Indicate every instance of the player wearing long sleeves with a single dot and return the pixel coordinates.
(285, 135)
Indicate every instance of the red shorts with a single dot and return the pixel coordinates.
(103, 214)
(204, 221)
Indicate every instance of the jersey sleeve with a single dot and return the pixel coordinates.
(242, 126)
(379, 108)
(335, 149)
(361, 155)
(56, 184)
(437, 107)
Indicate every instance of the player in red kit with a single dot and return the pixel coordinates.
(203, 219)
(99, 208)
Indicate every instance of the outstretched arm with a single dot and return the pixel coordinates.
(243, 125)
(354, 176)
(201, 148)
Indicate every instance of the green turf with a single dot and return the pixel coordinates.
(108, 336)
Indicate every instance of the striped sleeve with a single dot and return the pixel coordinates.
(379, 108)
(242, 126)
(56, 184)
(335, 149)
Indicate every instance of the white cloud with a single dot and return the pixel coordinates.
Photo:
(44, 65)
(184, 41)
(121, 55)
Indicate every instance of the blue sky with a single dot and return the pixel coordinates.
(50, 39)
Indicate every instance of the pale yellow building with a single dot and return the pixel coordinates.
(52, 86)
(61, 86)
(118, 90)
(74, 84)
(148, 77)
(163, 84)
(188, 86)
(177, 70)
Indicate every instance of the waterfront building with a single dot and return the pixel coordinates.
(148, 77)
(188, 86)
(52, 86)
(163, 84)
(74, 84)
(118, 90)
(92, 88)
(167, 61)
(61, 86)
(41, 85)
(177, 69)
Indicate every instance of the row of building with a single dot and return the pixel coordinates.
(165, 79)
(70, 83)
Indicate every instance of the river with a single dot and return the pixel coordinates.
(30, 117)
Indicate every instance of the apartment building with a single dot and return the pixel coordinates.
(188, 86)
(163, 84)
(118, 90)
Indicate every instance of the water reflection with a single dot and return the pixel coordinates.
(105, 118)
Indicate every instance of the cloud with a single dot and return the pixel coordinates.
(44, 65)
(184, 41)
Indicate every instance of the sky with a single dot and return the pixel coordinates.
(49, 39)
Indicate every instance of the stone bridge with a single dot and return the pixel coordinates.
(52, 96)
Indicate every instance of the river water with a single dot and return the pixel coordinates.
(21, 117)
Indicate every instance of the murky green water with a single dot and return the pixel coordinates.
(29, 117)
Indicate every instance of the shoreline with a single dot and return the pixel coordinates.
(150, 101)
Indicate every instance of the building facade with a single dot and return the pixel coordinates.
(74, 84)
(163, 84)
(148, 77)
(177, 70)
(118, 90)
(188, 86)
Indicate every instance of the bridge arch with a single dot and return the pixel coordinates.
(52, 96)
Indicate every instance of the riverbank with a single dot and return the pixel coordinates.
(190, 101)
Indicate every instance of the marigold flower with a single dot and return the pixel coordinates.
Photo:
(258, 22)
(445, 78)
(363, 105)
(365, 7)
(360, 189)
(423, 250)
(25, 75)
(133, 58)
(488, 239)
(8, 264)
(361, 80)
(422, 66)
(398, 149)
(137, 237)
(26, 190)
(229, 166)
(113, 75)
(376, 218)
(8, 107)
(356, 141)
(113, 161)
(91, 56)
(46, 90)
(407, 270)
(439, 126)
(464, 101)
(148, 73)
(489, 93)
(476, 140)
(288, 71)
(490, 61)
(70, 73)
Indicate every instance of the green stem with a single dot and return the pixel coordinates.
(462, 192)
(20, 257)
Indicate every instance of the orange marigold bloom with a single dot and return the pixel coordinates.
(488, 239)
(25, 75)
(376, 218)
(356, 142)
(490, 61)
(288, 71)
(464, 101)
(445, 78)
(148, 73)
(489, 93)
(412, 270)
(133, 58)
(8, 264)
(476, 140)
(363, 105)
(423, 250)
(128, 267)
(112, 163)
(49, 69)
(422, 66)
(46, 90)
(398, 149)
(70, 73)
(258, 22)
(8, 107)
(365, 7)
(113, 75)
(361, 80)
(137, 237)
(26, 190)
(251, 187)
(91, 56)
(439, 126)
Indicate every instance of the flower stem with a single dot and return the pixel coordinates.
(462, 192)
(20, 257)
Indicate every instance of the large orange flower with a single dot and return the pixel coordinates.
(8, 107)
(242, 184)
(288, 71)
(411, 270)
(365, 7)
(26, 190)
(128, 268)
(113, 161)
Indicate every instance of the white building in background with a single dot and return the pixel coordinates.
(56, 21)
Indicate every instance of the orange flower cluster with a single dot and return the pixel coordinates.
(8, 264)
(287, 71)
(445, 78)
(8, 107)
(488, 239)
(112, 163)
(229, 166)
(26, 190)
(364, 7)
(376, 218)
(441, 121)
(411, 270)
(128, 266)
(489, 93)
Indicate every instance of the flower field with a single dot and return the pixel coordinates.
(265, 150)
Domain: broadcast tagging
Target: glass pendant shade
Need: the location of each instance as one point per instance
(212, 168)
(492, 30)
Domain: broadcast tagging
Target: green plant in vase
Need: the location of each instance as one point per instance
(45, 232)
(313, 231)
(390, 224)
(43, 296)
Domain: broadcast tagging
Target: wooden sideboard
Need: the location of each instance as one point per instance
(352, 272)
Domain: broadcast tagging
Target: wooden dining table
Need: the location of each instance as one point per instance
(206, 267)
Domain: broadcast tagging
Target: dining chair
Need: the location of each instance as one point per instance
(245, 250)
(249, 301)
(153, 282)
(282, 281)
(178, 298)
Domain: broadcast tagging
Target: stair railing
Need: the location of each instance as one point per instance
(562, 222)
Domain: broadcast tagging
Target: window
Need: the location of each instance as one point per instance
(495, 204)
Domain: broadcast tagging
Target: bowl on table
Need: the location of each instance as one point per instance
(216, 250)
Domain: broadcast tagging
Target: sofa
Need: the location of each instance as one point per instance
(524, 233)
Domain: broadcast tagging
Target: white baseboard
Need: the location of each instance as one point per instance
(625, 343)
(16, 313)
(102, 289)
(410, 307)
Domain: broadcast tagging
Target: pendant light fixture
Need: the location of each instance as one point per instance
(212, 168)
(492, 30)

# [Written instruction]
Copy exactly the lines above, from the one containing "Indicate every instance of the white building" through the very last line.

# [Finished answer]
Indicate every instance of the white building in background with a single dot and return the pixel coordinates.
(56, 21)
Indicate every instance of the orange flower cluster with a single dot and return the pixel coordinates.
(8, 264)
(287, 71)
(445, 78)
(8, 107)
(488, 239)
(112, 163)
(229, 166)
(26, 190)
(364, 7)
(376, 218)
(441, 121)
(411, 270)
(128, 266)
(489, 93)
Indicate every instance of the flower field with a single dot and return the pixel coordinates.
(265, 150)
Domain: broadcast tagging
Target: glass pendant shade
Need: the location of each instance as one point per instance
(212, 168)
(492, 30)
Domain: broadcast tagging
Target: green plant in vase
Need: the location of each instance as one point per instance
(45, 232)
(313, 231)
(390, 224)
(43, 296)
Domain: broadcast tagging
Target: wooden sideboard
Need: the location of each instance as one point per instance
(352, 272)
Domain: broadcast tagging
Target: wooden dining table
Need: the location of each instance as one point per instance
(206, 267)
Domain: broadcast tagging
Target: dining chair
Need: the location of each instance as one point per instance
(245, 250)
(249, 301)
(153, 282)
(282, 281)
(178, 298)
Domain: broadcast tagging
Target: stair railing
Need: the location of each instance as one point per instance
(562, 222)
Domain: broadcast tagging
Target: window
Need: the location of each instance as one point per instance
(495, 204)
Domain: broadcast tagging
Target: bowl on table
Need: the location of each instance as one point per instance
(216, 250)
Domain: broadcast tagging
Target: sofa
Need: the location of each instance as one point per instance
(524, 233)
Domain: broadcast tagging
Target: white baseboard
Need: the location of each instance as one point per instance
(625, 343)
(16, 313)
(102, 289)
(410, 307)
Domain: broadcast tagging
Target: pendant light fixture
Need: the location of each instance as one point per instance
(212, 168)
(492, 30)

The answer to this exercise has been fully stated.